→ **Brief 1**:
In the Dataset records, reproduce every line between the line holding "As a warehouse robot's perception module, locate red flower" and the line holding "0,0,363,166", inclusive, and leave the requests and their sample coordinates unchanged. Scale each bounding-box coordinate in the answers by 2.2, rounding to whole numbers with halves rounded up.

→ **Document**:
-- begin --

# First complete carve....



## them0nk (Jun 26, 2011)

Here is some pics of my first complete carve (a moari tiki head)

View attachment 188568
View attachment 188574
View attachment 188575
View attachment 188576
View attachment 188577


I'll add more in just a minute...

I based this on the pattern I found on chainsawcarve.ca 

This msg was sent using my EVO 4G using Tapatalk.


----------



## them0nk (Jun 26, 2011)

Last 3...

View attachment 188578
View attachment 188579
View attachment 188580


I'm happy 

Now to finish my bear...

This msg was sent using my EVO 4G using Tapatalk.


----------



## them0nk (Jun 26, 2011)

What do you guys think is a fair price on this? Its eucalyptus, and is about 20 inches or so tall...

I plan to mount a tiki torch in the top of it...

I can't base it on time spent because it took me longer being an amateur...

This msg was sent using my EVO 4G using Tapatalk.


----------



## sixthofjuly (Jul 7, 2011)

Very cool carvings I cannot believe that you carved that well and that large on your first carving. I really hope that I can carve that well as well. What can you suggest on first time carvers? any word of advise that can help me successfully complete my first work? thank you very much!


----------



## them0nk (Jul 8, 2011)

-- end --

→ **Brief 2**:
List every attachment number that appears in the carving thread above.

→ **Dataset records**:
-- begin --

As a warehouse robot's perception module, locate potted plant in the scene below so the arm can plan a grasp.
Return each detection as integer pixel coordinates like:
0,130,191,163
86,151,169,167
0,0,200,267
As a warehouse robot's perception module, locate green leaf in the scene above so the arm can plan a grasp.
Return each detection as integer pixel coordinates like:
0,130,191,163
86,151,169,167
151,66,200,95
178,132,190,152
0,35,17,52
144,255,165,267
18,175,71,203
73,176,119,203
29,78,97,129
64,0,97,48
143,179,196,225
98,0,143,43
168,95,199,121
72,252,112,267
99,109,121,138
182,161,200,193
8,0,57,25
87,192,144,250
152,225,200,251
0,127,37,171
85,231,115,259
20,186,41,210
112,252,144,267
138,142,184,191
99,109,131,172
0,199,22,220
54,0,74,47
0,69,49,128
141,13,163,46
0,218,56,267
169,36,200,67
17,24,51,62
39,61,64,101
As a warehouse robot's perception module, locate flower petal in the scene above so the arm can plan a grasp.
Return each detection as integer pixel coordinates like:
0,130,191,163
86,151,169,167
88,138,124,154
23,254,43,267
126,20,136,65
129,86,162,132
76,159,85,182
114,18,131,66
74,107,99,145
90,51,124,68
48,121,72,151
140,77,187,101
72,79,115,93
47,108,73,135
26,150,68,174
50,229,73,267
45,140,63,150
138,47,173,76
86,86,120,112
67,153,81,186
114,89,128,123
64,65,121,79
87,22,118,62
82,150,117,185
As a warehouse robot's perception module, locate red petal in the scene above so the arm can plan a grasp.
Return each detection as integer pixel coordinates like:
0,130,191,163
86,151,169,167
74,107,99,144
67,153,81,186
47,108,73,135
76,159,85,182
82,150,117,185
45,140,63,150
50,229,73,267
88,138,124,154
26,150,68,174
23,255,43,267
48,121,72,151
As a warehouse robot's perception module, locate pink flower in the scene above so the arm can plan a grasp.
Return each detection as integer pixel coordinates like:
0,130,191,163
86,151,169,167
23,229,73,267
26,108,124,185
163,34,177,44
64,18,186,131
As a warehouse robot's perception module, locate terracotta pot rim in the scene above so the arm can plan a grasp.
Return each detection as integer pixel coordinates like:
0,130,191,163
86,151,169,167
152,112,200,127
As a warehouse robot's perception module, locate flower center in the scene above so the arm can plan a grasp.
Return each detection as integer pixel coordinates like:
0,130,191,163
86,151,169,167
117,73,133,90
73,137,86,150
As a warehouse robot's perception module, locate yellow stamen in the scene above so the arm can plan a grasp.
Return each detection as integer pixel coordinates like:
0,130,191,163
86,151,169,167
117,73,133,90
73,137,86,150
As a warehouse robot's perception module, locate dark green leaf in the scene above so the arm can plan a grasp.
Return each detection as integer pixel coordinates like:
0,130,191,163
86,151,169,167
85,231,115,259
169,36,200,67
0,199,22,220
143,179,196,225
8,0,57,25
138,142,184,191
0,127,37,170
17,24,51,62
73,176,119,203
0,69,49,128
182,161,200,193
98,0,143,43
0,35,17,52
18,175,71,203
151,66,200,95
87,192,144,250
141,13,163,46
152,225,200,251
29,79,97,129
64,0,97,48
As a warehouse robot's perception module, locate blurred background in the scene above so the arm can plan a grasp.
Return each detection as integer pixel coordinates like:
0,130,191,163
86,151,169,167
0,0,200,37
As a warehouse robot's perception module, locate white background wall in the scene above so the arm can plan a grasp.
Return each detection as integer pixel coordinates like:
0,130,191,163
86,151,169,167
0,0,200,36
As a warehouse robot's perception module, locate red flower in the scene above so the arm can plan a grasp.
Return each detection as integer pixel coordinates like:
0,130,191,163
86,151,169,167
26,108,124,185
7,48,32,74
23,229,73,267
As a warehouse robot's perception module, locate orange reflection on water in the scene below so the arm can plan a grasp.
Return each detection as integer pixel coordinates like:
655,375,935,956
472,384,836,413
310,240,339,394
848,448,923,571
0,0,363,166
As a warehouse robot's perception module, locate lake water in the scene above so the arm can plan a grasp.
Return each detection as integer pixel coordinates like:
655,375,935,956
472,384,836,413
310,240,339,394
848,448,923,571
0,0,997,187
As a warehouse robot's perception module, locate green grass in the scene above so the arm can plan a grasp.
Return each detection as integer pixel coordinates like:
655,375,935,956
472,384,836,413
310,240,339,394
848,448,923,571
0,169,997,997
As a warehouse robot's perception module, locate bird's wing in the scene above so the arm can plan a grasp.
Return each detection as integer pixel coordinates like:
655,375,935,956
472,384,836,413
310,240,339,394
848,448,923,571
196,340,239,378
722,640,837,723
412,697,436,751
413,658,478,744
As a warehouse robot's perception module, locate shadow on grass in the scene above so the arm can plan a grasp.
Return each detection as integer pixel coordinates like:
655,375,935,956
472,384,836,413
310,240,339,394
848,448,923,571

-- end --

→ **Correct output 1**:
As a warehouse robot's perception module, locate red flower in the scene above so the arm can plan a grasp.
Return each detection as integer pixel coordinates like:
0,130,191,163
86,151,169,167
57,238,273,407
15,106,70,163
51,504,161,587
As a warehouse robot's perception module, locate orange reflection on water in the scene below so the arm can plan a grasp.
Return each detection as integer pixel coordinates like:
655,375,935,956
472,384,836,413
310,240,339,394
848,448,923,571
0,0,799,365

→ **Correct output 2**:
188568, 188574, 188575, 188576, 188577, 188578, 188579, 188580